> _Written exercise_: Please state what the single entry in the virtual interface's SPD says to do, according to the email excerpt.

> _Source extract_:
□ □ □ □ □ □ □

At 11:58 AM 4/12/02 -0400, Lars Eggert wrote:
>Mark Duffy wrote:
>> Consider a hypothetical device that has 2 conventional interfaces and
>also
>> implements an overlay network using IPsec to implement a single
>virtual
>> interface.  The device does not have any IPsec policy (SPD) active on
>the
>> conventional interfaces (all packets are "pass").  A forwarding
>decision
>> (e.g. L3 routing) is made in the overlay context to send a particular
>> packet out via the virtual interface.  The SPD associated with  the
>virtual
>> interface is consulted and it contains a single entry with wildcard
>> selectors (match all packets) that says apply tunnel mode IPsec to all
>> packets and send them to remote peer p1 (addressed in the non-overlay
>> space).  An SA is negotiated using IKE, if it does not already exists.
>The
>> packet is encapsulated in a tunnel mode IPsec packet whose destination
>> address is p1.  That packet is then processed as a "new" packet by the
>L3
>> forwarding in the non-overlay context.  L3 forwarding selects one of
>the
>> conventional interfaces as the exit interface and the packet is sent.

□ □ □ □ □ □ □

> _Record excerpts_:

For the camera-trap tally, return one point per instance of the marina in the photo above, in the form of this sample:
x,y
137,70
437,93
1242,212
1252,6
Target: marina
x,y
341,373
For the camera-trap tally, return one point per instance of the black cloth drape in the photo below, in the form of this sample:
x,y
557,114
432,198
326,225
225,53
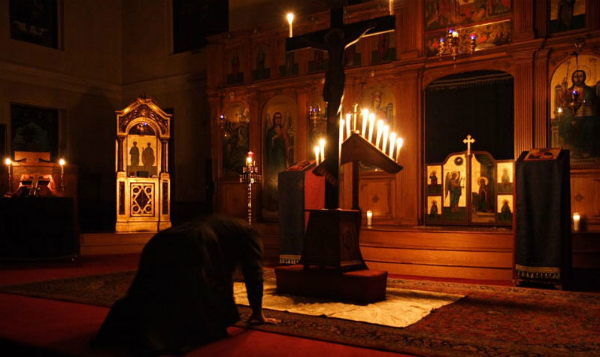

□ □ □ □ □ □ □

> _Written response_: It says to apply tunnel mode IPsec to all packets and send them to remote peer p1.